Keep only the lines of the material below that contain the string "green", copying each one in full. Matching is case-sensitive.
====
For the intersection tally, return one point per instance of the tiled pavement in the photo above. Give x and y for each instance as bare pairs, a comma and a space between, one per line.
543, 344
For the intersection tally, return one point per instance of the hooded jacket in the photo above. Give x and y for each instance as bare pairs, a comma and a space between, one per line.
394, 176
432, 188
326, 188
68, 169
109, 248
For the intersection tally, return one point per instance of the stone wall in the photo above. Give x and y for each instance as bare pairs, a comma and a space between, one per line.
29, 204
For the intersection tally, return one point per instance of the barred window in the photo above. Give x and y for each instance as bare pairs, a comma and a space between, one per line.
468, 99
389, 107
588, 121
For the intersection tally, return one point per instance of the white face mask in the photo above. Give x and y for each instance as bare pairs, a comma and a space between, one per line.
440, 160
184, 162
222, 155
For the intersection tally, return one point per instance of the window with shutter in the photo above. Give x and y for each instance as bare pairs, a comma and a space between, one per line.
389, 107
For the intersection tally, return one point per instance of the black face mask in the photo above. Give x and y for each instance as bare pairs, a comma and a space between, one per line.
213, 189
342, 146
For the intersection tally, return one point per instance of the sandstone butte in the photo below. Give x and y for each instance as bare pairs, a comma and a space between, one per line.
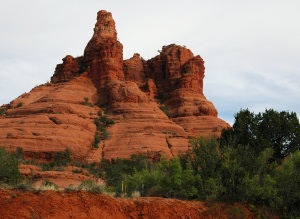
133, 93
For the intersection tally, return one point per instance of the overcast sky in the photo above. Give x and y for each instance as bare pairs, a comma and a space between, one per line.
251, 49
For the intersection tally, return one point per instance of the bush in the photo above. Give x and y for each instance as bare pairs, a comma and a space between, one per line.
2, 111
166, 110
19, 104
9, 173
48, 185
91, 186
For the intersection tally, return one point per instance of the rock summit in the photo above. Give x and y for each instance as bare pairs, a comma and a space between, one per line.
101, 106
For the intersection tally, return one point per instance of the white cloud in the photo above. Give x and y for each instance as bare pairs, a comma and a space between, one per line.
251, 48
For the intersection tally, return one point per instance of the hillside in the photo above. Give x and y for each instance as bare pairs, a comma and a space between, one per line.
153, 106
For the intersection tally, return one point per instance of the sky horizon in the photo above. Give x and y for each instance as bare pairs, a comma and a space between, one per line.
251, 49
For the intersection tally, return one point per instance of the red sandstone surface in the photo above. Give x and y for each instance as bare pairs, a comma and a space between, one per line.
80, 204
60, 114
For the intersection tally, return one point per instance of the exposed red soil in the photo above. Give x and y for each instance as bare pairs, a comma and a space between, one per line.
81, 204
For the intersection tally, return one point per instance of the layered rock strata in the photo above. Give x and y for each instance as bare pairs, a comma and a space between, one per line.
156, 104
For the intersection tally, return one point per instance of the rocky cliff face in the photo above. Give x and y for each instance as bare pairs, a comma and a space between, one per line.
155, 104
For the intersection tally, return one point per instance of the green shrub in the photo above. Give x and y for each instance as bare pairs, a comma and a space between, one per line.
2, 111
19, 104
166, 110
91, 186
9, 173
96, 140
236, 212
48, 185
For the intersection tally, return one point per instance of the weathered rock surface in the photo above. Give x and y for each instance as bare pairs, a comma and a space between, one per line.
156, 104
80, 204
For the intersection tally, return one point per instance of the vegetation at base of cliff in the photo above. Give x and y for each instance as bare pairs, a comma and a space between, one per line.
9, 172
166, 110
2, 111
255, 162
102, 122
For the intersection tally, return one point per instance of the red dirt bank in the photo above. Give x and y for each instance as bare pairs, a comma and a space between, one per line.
50, 204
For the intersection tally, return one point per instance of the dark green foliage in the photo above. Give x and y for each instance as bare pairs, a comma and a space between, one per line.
2, 111
19, 154
102, 122
82, 67
288, 180
20, 104
277, 130
9, 172
62, 158
91, 186
87, 103
96, 140
166, 110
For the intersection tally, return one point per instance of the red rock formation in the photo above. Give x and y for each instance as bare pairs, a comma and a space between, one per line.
104, 53
65, 71
57, 116
81, 204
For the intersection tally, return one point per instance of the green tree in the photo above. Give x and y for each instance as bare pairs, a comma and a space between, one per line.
206, 162
278, 130
9, 171
287, 177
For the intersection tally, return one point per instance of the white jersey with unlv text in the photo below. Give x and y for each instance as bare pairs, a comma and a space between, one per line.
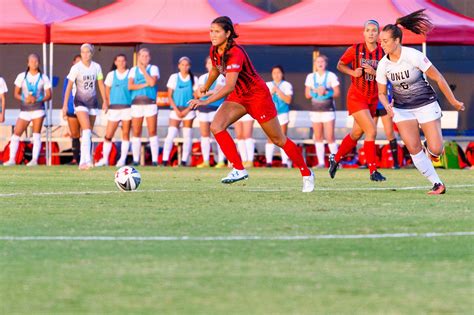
====
== Task result ==
For the intersection tally, return one point per instance of the green shrub in the photo above. Give x and y for each instance as bare pairs, a comma and a space between, one per line.
For the intersection tally, return one point per instance of the dark green foliage in the photo above. Give x and y for each instance as bare pairs, a comma and a space between, one per line.
For the intersection tally, return one point per instance of the green tree in the photo above. Give x and y for each instance as bare pairs, a comma and a space between, one per line.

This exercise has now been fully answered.